## start

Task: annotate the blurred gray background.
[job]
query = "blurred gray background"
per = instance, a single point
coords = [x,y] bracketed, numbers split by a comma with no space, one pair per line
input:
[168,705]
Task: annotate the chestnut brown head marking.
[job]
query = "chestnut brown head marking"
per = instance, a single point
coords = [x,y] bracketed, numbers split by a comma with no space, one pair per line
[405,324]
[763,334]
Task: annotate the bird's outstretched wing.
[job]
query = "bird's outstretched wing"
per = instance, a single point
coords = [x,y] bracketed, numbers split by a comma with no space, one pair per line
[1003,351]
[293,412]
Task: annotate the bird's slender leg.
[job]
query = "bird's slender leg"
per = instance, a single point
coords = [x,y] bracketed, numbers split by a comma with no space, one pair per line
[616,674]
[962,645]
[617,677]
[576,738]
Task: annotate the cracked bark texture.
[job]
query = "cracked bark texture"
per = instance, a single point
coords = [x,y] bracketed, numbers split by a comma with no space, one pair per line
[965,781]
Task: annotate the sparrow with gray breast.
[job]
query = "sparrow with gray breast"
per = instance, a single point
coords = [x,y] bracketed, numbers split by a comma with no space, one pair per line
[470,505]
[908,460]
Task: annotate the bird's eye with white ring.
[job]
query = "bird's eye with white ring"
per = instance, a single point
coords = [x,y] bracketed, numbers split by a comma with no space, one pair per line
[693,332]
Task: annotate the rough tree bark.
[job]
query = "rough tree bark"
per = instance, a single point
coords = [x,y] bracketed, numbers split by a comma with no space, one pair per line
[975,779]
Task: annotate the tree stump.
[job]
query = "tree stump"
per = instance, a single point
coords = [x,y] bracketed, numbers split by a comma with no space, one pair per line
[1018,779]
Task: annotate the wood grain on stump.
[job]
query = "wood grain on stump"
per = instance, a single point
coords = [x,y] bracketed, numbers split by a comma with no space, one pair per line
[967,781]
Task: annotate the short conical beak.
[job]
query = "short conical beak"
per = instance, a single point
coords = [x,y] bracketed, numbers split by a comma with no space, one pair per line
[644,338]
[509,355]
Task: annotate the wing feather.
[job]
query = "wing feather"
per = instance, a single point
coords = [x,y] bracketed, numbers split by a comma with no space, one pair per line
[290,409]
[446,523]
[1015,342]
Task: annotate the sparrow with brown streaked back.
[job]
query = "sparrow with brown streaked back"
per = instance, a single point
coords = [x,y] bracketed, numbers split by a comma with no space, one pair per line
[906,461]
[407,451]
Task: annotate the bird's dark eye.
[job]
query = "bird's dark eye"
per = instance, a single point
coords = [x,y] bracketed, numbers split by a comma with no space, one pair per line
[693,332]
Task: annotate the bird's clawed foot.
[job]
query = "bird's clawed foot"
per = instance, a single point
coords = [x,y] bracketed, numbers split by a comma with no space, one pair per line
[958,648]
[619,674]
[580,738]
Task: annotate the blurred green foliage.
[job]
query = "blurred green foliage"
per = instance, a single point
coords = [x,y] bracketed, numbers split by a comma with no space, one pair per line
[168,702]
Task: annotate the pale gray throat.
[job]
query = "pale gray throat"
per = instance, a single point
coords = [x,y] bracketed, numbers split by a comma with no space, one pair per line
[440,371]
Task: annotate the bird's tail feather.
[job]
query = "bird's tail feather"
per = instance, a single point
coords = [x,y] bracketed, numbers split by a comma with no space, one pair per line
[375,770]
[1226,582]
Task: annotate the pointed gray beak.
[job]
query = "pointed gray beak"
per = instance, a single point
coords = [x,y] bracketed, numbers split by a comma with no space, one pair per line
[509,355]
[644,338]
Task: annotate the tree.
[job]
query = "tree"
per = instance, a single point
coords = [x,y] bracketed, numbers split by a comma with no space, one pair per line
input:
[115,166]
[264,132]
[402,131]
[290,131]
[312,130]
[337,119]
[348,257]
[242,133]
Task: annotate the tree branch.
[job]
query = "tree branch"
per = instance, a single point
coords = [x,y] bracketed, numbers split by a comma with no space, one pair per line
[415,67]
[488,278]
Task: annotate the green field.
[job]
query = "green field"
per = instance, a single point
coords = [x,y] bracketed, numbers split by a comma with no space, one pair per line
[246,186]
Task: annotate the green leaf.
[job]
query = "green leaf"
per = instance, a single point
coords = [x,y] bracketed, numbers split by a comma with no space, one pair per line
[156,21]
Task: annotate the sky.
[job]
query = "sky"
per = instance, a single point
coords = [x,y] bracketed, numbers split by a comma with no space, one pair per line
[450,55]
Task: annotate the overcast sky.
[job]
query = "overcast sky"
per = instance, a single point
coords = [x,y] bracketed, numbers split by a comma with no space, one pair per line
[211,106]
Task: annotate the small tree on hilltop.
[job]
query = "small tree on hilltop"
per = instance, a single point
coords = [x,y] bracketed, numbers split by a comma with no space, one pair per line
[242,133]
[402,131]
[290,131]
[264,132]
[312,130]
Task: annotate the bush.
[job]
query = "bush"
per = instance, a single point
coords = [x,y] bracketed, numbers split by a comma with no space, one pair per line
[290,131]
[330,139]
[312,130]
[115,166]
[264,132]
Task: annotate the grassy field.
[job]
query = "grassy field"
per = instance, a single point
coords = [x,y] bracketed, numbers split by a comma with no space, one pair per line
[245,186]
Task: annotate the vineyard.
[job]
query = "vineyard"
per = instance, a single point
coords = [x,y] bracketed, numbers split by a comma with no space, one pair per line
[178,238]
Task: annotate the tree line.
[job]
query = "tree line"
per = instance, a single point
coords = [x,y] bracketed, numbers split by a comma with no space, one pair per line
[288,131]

## end
## start

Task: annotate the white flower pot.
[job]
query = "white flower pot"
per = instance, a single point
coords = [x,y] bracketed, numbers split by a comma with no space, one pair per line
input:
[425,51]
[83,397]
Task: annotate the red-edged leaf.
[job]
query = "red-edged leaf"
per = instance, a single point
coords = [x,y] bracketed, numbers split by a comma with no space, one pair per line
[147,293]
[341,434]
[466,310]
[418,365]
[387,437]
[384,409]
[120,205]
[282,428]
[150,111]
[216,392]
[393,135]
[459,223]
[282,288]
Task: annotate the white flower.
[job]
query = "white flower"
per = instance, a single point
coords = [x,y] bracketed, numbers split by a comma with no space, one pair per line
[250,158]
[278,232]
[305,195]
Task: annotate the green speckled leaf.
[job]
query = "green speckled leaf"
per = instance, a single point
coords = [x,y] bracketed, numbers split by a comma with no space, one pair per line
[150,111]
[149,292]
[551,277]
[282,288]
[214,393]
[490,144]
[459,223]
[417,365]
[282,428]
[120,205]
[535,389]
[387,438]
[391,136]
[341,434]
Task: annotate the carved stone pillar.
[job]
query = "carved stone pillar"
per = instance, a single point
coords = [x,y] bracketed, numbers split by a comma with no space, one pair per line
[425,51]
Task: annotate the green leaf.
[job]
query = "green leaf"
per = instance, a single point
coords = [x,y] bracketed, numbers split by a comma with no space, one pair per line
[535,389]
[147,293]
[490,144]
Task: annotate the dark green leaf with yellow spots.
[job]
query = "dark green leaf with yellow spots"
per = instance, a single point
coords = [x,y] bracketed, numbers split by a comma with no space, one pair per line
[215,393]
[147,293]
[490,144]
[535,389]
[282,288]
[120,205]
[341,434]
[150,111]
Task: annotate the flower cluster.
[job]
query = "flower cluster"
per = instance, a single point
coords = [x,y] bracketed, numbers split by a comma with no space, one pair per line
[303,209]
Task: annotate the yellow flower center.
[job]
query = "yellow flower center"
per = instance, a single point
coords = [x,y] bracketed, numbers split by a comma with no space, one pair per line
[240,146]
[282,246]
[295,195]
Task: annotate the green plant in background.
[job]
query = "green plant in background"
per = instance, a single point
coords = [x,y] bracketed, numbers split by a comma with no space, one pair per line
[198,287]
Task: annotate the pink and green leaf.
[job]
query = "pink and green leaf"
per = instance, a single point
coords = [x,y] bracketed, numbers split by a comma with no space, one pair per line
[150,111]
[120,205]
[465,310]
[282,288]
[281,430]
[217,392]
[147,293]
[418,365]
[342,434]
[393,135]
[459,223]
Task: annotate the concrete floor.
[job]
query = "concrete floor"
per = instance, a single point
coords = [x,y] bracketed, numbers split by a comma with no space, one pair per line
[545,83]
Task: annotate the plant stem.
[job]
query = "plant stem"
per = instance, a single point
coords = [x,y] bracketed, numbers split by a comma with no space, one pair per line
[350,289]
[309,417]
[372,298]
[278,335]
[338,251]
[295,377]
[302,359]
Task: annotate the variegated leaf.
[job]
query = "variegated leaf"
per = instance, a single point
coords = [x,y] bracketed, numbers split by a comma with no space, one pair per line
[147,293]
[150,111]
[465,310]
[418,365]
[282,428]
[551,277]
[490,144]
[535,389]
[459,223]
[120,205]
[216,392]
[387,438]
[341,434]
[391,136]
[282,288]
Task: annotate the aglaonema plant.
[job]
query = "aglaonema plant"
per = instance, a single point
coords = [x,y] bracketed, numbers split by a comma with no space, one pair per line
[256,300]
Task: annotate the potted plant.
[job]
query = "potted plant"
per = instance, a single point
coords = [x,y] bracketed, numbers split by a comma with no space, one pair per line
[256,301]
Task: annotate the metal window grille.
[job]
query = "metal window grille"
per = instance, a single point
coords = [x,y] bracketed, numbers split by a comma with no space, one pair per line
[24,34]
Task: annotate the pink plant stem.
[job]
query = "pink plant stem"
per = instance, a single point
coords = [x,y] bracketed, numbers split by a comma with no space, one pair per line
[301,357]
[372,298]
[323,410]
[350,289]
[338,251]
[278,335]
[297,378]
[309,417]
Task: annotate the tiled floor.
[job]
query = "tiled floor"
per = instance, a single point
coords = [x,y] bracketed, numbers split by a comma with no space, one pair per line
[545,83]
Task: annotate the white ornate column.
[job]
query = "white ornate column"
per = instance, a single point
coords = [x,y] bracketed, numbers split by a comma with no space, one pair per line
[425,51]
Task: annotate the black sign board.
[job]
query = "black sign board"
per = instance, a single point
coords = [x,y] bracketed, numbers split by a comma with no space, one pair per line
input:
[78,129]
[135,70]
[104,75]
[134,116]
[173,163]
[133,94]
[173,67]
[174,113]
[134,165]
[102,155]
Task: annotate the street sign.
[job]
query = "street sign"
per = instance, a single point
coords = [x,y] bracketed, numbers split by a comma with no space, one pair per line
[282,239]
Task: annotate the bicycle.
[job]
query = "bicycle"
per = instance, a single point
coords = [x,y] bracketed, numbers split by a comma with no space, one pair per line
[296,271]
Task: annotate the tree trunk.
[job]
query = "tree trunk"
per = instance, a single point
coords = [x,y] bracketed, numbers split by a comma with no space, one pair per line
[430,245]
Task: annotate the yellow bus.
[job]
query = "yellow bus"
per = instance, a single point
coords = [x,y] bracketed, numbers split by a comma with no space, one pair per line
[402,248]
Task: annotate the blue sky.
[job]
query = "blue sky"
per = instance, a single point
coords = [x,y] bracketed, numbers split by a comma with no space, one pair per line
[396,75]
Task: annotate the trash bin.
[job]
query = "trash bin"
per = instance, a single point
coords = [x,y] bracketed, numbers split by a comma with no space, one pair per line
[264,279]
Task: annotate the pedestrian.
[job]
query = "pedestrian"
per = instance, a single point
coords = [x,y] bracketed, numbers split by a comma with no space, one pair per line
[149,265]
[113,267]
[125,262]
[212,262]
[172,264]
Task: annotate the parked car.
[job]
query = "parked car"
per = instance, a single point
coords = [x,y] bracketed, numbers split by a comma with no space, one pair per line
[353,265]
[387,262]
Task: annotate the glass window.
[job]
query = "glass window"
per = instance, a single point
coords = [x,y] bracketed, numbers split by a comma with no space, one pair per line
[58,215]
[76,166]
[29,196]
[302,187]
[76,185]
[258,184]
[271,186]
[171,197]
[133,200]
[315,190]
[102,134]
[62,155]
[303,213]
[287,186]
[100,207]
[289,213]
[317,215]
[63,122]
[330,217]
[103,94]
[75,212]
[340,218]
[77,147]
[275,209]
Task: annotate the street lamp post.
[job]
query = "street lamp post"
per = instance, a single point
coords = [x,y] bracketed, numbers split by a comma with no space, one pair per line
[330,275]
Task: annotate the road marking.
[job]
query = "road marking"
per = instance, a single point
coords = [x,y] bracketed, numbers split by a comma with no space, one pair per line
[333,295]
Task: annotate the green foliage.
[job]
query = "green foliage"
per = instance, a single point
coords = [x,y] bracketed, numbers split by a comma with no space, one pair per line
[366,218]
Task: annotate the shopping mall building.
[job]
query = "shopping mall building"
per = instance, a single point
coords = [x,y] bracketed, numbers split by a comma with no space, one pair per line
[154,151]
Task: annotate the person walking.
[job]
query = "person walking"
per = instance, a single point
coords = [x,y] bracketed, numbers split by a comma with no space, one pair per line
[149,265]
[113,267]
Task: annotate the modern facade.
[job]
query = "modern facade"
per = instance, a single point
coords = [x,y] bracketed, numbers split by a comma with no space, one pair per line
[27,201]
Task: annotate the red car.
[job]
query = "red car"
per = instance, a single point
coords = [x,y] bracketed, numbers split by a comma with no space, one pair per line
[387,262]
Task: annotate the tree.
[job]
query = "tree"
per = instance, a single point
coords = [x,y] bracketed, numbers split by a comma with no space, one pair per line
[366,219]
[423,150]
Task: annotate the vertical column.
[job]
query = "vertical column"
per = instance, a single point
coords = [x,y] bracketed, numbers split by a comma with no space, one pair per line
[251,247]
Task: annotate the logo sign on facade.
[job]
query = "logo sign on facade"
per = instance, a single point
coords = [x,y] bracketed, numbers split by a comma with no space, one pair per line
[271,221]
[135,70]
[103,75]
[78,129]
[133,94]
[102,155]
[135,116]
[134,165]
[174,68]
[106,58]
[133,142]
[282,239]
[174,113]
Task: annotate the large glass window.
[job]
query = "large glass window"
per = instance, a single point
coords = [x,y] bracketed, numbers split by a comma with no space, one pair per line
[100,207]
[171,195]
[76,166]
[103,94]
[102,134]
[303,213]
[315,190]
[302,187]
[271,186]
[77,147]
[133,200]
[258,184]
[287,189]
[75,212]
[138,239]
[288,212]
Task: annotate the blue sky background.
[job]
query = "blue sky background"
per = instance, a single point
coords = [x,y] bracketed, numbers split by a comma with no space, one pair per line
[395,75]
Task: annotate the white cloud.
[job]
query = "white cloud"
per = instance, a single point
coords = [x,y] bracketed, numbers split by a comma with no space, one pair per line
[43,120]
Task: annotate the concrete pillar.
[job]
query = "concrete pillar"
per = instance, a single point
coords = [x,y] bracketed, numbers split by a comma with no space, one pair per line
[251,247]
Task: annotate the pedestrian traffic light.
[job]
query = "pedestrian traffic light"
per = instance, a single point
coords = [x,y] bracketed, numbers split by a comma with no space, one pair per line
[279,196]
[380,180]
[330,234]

## end
## start

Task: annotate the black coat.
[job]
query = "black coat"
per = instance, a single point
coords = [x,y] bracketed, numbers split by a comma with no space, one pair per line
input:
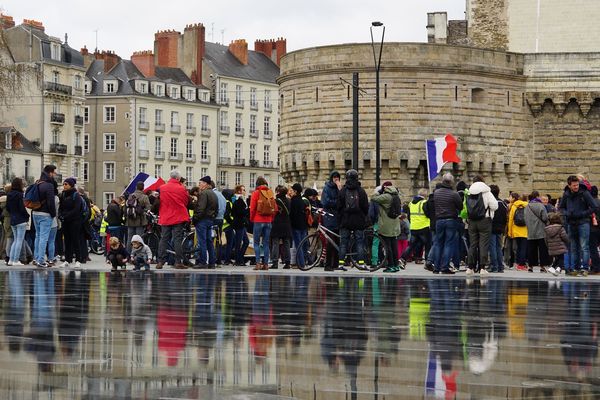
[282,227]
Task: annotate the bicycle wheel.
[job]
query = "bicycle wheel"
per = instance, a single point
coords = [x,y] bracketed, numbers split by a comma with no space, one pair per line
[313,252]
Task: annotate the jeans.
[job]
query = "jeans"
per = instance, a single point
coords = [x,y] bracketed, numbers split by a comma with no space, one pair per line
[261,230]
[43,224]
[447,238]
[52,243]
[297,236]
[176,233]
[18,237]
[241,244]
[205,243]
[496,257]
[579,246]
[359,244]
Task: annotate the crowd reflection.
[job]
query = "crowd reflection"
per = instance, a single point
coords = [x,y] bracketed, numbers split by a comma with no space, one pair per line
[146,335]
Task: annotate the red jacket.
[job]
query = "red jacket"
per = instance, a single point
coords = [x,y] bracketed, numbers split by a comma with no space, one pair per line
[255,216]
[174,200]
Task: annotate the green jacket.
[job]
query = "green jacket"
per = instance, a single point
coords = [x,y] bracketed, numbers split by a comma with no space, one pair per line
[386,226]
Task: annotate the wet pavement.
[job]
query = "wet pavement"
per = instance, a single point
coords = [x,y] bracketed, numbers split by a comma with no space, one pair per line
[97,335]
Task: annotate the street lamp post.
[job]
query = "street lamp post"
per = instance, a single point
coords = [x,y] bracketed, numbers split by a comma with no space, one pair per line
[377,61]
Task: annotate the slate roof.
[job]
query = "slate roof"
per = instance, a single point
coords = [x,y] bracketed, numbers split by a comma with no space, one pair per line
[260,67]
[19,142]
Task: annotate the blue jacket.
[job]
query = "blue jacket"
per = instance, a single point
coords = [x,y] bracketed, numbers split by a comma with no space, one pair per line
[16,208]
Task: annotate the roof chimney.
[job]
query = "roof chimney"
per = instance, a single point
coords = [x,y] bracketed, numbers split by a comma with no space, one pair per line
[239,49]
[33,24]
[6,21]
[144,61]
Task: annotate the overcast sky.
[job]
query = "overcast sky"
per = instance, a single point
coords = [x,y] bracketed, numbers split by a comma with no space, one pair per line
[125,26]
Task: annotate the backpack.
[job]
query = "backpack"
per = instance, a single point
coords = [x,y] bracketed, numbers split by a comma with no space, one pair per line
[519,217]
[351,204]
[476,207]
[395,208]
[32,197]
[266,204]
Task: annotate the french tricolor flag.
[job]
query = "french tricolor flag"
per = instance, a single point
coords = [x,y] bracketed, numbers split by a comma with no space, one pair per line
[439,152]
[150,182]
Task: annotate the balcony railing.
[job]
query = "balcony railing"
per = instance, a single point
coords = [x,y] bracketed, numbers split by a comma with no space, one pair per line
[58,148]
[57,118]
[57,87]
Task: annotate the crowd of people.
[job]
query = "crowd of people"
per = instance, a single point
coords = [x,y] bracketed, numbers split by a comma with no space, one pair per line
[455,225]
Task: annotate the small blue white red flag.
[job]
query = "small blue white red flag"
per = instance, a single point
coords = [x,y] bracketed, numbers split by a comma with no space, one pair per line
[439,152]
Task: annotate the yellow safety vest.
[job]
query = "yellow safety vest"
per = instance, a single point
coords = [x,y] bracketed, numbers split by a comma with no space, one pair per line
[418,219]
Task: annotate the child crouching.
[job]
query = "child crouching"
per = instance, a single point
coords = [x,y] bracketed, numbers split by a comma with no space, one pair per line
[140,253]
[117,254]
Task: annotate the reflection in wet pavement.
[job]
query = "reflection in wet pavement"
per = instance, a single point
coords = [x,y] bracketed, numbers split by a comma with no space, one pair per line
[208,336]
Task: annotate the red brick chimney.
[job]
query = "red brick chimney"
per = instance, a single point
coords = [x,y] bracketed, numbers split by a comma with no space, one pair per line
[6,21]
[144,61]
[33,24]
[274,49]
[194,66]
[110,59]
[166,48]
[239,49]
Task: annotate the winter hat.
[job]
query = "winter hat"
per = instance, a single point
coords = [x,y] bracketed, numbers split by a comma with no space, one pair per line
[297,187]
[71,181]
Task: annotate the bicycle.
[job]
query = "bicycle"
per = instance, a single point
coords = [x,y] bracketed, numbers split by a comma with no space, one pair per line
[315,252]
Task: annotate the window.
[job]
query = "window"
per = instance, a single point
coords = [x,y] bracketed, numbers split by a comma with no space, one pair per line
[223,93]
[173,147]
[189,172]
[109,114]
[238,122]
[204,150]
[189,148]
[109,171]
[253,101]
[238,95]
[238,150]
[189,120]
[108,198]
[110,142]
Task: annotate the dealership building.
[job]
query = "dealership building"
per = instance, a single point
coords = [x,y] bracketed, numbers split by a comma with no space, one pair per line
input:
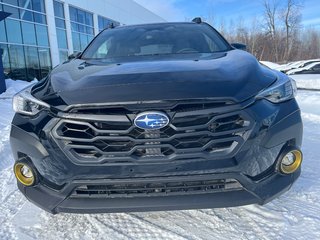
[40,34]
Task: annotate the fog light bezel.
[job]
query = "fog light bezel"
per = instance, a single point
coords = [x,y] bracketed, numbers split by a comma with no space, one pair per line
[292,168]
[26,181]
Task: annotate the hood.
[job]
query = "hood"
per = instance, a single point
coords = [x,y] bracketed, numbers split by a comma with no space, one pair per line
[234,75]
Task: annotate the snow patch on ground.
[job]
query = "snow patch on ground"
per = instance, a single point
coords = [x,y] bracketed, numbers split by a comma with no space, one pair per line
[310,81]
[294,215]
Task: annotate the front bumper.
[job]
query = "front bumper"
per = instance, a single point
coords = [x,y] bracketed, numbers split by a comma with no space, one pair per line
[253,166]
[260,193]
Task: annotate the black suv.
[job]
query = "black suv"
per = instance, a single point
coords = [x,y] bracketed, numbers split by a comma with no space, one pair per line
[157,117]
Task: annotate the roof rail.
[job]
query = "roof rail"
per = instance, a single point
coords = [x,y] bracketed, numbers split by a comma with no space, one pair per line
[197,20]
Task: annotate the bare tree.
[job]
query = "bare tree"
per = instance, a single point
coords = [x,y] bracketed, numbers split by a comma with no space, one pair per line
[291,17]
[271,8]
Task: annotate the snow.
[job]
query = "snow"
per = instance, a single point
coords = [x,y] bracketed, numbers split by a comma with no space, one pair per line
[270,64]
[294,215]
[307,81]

## end

• Exercise directions
Report every line of the entries above that contains the word "railing", copying each such line in full.

• Response
Task: annotate the balcony railing.
query = "balcony railing"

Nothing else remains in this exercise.